The problem >> Please go through the records below and copy out each line that contains the word "tree".

========================================================================

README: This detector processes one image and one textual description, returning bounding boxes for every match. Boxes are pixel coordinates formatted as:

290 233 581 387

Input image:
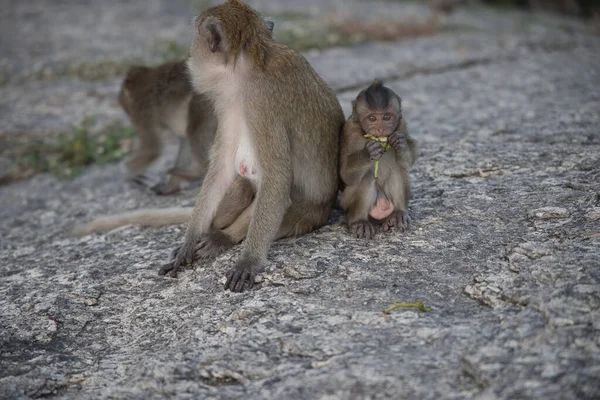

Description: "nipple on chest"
240 161 256 176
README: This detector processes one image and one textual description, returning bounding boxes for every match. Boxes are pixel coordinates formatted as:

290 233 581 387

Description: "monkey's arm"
340 121 374 185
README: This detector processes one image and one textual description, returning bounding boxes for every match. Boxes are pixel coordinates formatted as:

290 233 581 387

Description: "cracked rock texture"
0 0 600 400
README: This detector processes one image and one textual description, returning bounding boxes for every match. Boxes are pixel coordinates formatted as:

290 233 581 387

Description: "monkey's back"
253 43 345 203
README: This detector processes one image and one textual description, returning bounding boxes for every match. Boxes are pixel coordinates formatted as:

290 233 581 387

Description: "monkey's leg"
382 168 410 232
151 138 194 195
185 94 218 180
196 202 255 260
277 201 332 239
125 118 162 178
341 178 377 239
196 176 254 259
212 176 254 229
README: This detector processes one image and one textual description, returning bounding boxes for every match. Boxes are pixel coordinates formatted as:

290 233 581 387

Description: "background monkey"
340 80 418 239
119 20 275 194
160 0 344 291
119 60 217 194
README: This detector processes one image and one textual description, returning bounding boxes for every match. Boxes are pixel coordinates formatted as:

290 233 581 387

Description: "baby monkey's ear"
206 24 223 53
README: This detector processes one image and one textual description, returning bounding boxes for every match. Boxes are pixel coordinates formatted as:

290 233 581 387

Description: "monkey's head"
188 0 275 85
352 80 402 137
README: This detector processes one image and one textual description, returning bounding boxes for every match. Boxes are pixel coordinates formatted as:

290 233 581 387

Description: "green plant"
21 118 134 179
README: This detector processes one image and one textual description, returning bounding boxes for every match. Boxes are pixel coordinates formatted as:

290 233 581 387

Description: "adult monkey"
159 0 344 292
119 20 275 194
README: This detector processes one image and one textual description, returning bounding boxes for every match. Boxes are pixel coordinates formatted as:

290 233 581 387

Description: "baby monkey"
340 80 418 239
119 60 217 194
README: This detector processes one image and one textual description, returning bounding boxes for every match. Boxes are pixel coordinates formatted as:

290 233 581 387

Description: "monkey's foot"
369 197 394 221
225 259 257 292
158 242 196 278
350 221 375 239
382 211 410 232
126 174 153 188
196 230 235 259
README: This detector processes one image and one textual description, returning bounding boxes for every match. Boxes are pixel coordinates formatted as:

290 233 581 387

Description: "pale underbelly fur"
232 114 260 182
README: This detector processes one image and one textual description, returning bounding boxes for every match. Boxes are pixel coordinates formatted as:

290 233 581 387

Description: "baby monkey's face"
359 107 401 137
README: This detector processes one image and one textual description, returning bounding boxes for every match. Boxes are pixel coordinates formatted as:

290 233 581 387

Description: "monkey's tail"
71 207 193 236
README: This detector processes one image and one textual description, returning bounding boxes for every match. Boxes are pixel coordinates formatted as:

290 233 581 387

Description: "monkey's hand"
388 131 408 152
158 242 196 278
350 220 375 239
365 140 385 161
383 211 410 232
225 258 257 292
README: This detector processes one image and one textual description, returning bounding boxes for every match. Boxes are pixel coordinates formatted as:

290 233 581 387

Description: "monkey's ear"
206 24 223 53
265 19 275 38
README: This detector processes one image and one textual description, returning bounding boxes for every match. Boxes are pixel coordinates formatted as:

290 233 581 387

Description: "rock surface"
0 0 600 399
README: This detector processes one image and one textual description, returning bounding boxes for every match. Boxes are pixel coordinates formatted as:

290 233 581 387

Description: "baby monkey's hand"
365 140 385 161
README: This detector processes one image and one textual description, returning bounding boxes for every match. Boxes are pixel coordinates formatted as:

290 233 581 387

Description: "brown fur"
340 81 418 238
160 0 344 291
119 60 217 194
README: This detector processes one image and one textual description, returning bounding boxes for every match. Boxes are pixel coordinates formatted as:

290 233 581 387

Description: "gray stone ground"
0 0 600 400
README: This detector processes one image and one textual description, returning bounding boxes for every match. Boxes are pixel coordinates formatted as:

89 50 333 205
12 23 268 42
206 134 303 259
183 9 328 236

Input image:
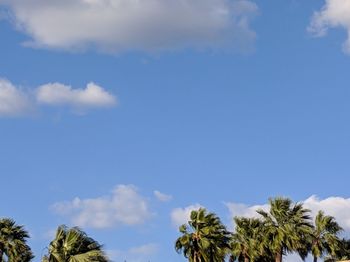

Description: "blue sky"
0 0 350 262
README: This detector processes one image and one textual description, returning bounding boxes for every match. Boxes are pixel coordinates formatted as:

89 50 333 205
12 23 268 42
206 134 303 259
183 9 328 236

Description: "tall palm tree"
311 211 342 262
231 217 263 262
42 225 108 262
0 218 34 262
257 197 313 262
175 208 230 262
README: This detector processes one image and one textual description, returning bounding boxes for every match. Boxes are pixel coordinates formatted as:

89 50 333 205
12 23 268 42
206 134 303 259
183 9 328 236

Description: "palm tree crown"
0 218 34 262
43 226 108 262
231 217 263 262
311 211 342 262
175 208 230 262
257 198 312 262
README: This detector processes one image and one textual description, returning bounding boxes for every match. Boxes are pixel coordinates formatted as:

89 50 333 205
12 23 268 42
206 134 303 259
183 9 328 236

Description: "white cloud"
52 185 152 228
0 0 258 52
0 75 117 117
0 78 32 116
153 190 173 202
308 0 350 54
304 196 350 231
107 243 159 262
225 202 269 218
36 82 116 108
225 196 350 231
170 204 202 227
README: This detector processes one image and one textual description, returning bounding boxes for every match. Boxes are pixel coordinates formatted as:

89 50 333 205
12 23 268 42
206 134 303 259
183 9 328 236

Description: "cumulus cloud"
52 185 152 228
0 0 258 52
225 196 350 231
36 82 116 108
0 78 32 116
304 196 350 231
153 190 173 202
0 77 117 117
308 0 350 54
170 204 202 227
107 243 159 262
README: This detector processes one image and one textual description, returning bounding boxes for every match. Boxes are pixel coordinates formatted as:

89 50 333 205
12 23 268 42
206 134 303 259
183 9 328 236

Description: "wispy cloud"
308 0 350 54
107 243 159 262
0 78 33 116
0 0 258 53
52 185 152 228
170 204 202 227
153 190 173 202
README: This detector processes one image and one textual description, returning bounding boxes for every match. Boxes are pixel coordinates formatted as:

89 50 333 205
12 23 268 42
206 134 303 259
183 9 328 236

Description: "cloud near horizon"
51 185 152 229
308 0 350 55
225 195 350 232
0 0 258 53
0 78 117 117
106 243 159 262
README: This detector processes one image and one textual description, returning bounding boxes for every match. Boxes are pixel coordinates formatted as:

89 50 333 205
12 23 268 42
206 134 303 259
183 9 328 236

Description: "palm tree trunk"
275 251 283 262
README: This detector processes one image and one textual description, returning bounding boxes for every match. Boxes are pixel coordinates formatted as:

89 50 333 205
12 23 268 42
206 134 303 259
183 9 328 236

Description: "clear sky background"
0 0 350 262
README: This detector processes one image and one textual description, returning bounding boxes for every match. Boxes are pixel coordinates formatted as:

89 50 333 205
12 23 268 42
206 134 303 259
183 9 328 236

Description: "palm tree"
42 225 108 262
257 197 313 262
311 211 342 262
175 208 230 262
231 217 263 262
0 218 34 262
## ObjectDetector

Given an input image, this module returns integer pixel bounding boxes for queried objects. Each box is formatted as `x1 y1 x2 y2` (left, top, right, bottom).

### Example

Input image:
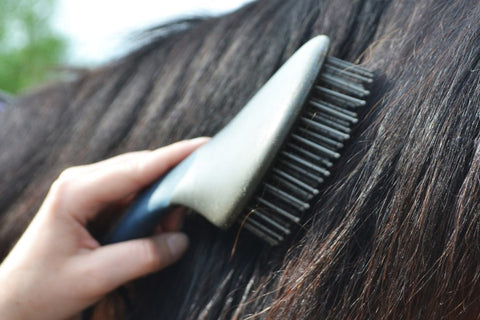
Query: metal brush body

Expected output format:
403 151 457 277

========================================================================

Complete answer >>
Description: "tall palm tree"
Description: "palm tree crown"
Description: "palm tree trunk"
Description: "palm tree"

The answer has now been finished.